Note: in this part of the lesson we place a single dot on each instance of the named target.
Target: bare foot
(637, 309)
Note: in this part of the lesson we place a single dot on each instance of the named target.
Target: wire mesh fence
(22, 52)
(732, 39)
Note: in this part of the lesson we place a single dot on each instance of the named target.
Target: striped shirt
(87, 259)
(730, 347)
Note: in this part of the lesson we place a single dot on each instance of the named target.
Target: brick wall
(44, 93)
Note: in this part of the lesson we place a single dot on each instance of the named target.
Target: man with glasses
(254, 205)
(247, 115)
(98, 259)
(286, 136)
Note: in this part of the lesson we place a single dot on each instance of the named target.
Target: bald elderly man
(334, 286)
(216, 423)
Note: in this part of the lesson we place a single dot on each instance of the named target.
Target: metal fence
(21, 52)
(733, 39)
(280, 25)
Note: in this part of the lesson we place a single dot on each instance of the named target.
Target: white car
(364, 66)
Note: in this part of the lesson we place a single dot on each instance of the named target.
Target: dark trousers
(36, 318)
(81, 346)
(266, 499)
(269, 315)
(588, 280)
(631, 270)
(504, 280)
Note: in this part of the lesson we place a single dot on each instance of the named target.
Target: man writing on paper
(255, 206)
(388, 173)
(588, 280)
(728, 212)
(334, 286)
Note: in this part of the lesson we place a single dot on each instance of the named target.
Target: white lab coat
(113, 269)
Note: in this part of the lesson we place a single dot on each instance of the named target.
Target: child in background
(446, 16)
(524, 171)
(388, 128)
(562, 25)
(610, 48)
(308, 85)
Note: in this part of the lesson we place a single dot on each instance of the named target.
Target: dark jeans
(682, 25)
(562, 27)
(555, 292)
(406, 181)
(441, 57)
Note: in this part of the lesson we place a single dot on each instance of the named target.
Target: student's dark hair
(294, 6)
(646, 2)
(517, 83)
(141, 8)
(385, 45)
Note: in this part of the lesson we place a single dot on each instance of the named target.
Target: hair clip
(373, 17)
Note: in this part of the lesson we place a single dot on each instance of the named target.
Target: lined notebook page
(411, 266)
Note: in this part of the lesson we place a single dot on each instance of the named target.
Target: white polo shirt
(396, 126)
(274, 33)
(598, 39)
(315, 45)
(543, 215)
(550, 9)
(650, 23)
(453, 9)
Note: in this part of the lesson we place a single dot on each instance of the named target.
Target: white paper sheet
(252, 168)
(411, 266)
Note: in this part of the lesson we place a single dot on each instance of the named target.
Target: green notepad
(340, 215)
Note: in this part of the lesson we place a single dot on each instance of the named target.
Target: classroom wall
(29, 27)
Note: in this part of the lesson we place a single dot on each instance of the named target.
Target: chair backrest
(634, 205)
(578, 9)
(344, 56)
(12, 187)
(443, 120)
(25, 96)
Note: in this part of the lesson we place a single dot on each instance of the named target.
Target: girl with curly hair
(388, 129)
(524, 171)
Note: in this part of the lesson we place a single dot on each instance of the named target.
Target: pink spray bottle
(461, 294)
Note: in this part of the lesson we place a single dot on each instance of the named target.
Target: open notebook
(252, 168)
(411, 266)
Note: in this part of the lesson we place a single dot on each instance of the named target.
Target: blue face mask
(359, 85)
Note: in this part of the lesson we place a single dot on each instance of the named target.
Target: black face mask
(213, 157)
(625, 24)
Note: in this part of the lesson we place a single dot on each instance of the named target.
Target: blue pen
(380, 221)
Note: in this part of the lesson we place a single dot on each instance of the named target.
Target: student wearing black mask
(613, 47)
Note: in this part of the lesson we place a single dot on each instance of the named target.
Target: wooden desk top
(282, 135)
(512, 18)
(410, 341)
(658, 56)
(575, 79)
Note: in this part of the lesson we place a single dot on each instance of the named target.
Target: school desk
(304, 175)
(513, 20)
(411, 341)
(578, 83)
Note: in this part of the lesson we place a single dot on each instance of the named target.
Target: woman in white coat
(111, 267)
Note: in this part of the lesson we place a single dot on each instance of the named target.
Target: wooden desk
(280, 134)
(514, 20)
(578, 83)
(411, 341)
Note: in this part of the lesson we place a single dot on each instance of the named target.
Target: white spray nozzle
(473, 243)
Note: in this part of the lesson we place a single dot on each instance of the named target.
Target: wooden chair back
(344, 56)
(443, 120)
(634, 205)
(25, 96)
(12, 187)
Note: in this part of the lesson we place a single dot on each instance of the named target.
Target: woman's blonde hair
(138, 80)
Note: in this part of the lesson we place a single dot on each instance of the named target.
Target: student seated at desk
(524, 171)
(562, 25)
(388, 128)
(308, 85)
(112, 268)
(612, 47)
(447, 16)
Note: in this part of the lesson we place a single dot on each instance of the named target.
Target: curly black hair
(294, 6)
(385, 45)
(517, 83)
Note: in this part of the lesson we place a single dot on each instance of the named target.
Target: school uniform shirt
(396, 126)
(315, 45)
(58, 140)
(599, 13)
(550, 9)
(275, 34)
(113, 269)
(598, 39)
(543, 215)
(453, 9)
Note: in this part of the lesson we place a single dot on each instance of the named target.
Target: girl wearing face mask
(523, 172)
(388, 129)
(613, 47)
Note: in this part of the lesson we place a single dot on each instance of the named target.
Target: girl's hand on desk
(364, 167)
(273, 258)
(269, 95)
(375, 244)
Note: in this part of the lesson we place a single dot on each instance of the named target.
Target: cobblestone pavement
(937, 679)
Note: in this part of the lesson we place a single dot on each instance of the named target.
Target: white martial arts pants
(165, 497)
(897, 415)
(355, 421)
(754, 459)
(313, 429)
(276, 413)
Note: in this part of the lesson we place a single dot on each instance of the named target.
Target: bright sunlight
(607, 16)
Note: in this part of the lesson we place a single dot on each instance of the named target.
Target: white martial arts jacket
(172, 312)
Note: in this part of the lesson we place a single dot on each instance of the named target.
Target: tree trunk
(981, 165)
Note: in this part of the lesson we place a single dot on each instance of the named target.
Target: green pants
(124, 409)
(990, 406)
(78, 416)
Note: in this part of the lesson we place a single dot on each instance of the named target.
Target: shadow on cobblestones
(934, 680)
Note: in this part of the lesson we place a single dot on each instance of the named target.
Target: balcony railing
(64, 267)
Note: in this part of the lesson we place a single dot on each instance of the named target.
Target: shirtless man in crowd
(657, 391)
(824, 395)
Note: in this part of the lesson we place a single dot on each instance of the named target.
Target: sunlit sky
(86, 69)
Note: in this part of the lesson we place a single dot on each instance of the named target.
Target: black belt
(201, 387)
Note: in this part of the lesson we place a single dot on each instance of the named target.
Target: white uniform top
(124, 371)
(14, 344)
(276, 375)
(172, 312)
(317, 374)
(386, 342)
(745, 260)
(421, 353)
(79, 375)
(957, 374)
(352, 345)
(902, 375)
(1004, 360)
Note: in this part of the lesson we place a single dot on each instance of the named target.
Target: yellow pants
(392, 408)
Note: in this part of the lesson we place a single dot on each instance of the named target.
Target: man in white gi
----------------
### Aim of the task
Each line of the listing has to be reproduced exactly.

### Solution
Note: in this part of the lesson we place a single dot on each instance of the named target.
Target: bare foot
(637, 309)
Note: in this part of the lesson we place a single dot on each instance of the named target.
Target: wire mesh fence
(22, 52)
(732, 39)
Note: in this part of the lesson we place a single dot on each instance of the named target.
Target: striped shirt
(87, 259)
(730, 347)
Note: in this part of the lesson we place a single dot on each instance of the named target.
Target: brick wall
(44, 93)
Note: in this part of the lesson we place a single dot on each instance of the named target.
Target: man with glasses
(254, 205)
(247, 115)
(98, 259)
(286, 136)
Note: in this part of the lesson we place a single dot on each instance of the named target.
Target: bald elderly man
(334, 286)
(216, 423)
Note: in this part of the lesson we place a single dot on each instance of the named target.
Target: metal fence
(21, 52)
(733, 39)
(280, 25)
Note: in this part of the lesson we place a single dot on each instance of the named target.
Target: white car
(364, 66)
Note: in this part of the lesson we place a single dot on each instance of the named target.
Target: dark trousers
(36, 318)
(81, 346)
(266, 499)
(269, 315)
(588, 280)
(631, 270)
(504, 280)
Note: in this part of the lesson we place a single dot on each instance of the named target.
Target: man writing on paper
(255, 206)
(388, 173)
(588, 280)
(728, 212)
(334, 286)
Note: in this part of the lesson we place a single dot on each instance of the named target.
Target: white lab coat
(113, 269)
Note: in this part of the lesson we place a single dot on each instance of the named target.
Target: child in background
(446, 16)
(524, 171)
(388, 128)
(562, 25)
(610, 48)
(308, 85)
Note: in this part of the lesson we place a single dot on each instance of the named target.
Target: dark jeans
(682, 25)
(562, 27)
(555, 292)
(406, 181)
(441, 57)
Note: in this part of the lesson we place a single dot on each instance of the named target.
Target: student's dark hair
(294, 6)
(646, 2)
(517, 83)
(141, 8)
(385, 45)
Note: in this part of the lesson we place a single dot on each instance of the named target.
Target: hair clip
(373, 17)
Note: in this part of the lesson we place a single dot on each instance of the named target.
Target: lined notebook page
(411, 266)
Note: in this part of the lesson we place a single dot on each instance of the named target.
Target: white polo shirt
(396, 126)
(274, 33)
(598, 39)
(315, 45)
(543, 215)
(550, 9)
(650, 23)
(453, 9)
Note: in this part of the lesson we place a single dot on each instance of the named target.
Target: white paper sheet
(252, 168)
(411, 266)
Note: in this part of the lesson we place a single dot on each instance of the named target.
Target: green notepad
(340, 215)
Note: in this part of the lesson we place a single dot on each instance of the named target.
Target: classroom wall
(29, 27)
Note: in this part of the lesson we place a single dot on each instance of the named target.
Target: chair backrest
(634, 205)
(578, 9)
(344, 56)
(12, 187)
(443, 120)
(25, 96)
Note: in this part of the lesson we place a single dot on each instance of the named target.
Target: girl with curly hair
(388, 129)
(524, 171)
Note: in this part of the lesson we place a single dot on each instance of the named target.
Target: pink spray bottle
(461, 294)
Note: in this part of the lesson we place a single dot on each instance of the named target.
Target: open notebook
(252, 168)
(411, 266)
Note: in this part of the lesson we place a single dot on each instance of the named target.
Target: blue face mask
(359, 85)
Note: in this part of the lesson we place a single dot on each instance of the named target.
Target: black face mask
(213, 157)
(625, 24)
Note: in this part of the lesson we place a single dot on each instance of the named target.
Target: blue pen
(380, 221)
Note: in this part of the lesson we place a single dot on each instance of the named target.
Target: student wearing black mask
(613, 47)
Note: in this part of the lesson we place a single dot on each instance of the named target.
Target: wooden desk top
(282, 135)
(512, 18)
(410, 341)
(658, 56)
(575, 79)
Note: in this part of the lesson we place a single dot on each instance of the named target.
Target: school desk
(304, 175)
(513, 20)
(411, 341)
(578, 83)
Note: in this part of the lesson we place a single dot on each instance of the named target.
Target: woman in white coat
(111, 267)
Note: in this part of the lesson we place a single dot on each instance of the named target.
Target: wooden desk
(280, 134)
(514, 20)
(578, 83)
(411, 341)
Note: in this part of the lesson we place a single dot on each instance of the named target.
Target: white spray nozzle
(473, 243)
Note: in this part of the lesson we place a single dot on each instance of the named target.
Target: wooden chair back
(344, 56)
(443, 120)
(634, 205)
(25, 96)
(12, 187)
Note: in this part of the lesson we place a single dot on each instance of the named target.
Target: woman's blonde hair
(138, 80)
Note: in this part of the lesson we place a single dot on each instance of the named target.
Target: student seated at desk
(524, 171)
(562, 25)
(388, 128)
(308, 85)
(112, 268)
(612, 47)
(447, 16)
Note: in this part of the lesson we place a single dot on each instance of the named target.
Target: curly black hair
(294, 6)
(385, 45)
(517, 83)
Note: in this part of the lesson we place a single dot on each instance of the named target.
Target: school uniform shirt
(396, 126)
(315, 45)
(58, 140)
(599, 13)
(550, 9)
(275, 34)
(113, 269)
(598, 39)
(543, 215)
(453, 9)
Note: in this part of the lesson we place a single dot on each instance of the named target.
Target: girl wearing face mask
(523, 172)
(388, 129)
(613, 47)
Note: in this part of the lesson we place a single dot on each instance of the named target.
Target: girl's hand on desk
(364, 167)
(273, 258)
(269, 95)
(375, 244)
Note: in this part of the lesson we place a single dot on each instance of the named target.
Target: cobblestone pavement
(937, 679)
Note: in this part of the lesson we place a single dot on each instance of the named target.
Target: white martial arts pants
(165, 497)
(897, 415)
(355, 421)
(754, 459)
(313, 429)
(276, 413)
Note: in this part of the lesson we place a single dot on each instance of the named target.
Target: bright sunlight
(607, 16)
Note: in this part of the lesson we place a single dot on each instance of the named target.
Target: white martial arts jacket
(172, 312)
Note: in this part of the lesson we place a single dot on each instance of the named target.
Target: tree trunk
(981, 165)
Note: in this part of the lesson we place a single dot on each instance of the named target.
Target: green pants
(124, 409)
(990, 406)
(78, 416)
Note: in this part of the lesson we place a single dot on each instance of the named target.
Target: shadow on cobblestones
(934, 680)
Note: in this part of the lesson we place a single dot on each instance of the named target.
Target: balcony railing
(64, 267)
Note: in this part of the lesson we place a single dot on each instance of the named target.
Target: shirtless man in crowd
(657, 391)
(824, 395)
Note: in this part of the lesson we place a single dot on each instance of the named target.
Target: sunlit sky
(86, 69)
Note: in this part of the lesson we place a single dot on each instance of the named target.
Target: black belt
(201, 387)
Note: in this part of the lesson we place a single dot on each instance of the named target.
Target: white uniform top
(124, 371)
(14, 344)
(276, 375)
(172, 312)
(317, 374)
(386, 342)
(745, 260)
(421, 353)
(79, 375)
(957, 374)
(352, 345)
(902, 375)
(1004, 360)
Note: in this part of the lesson we place a single dot on each instance of the named target.
Target: yellow pants
(392, 408)
Note: in this part of the lesson we place a single dot on each instance of the named target.
Target: man in white gi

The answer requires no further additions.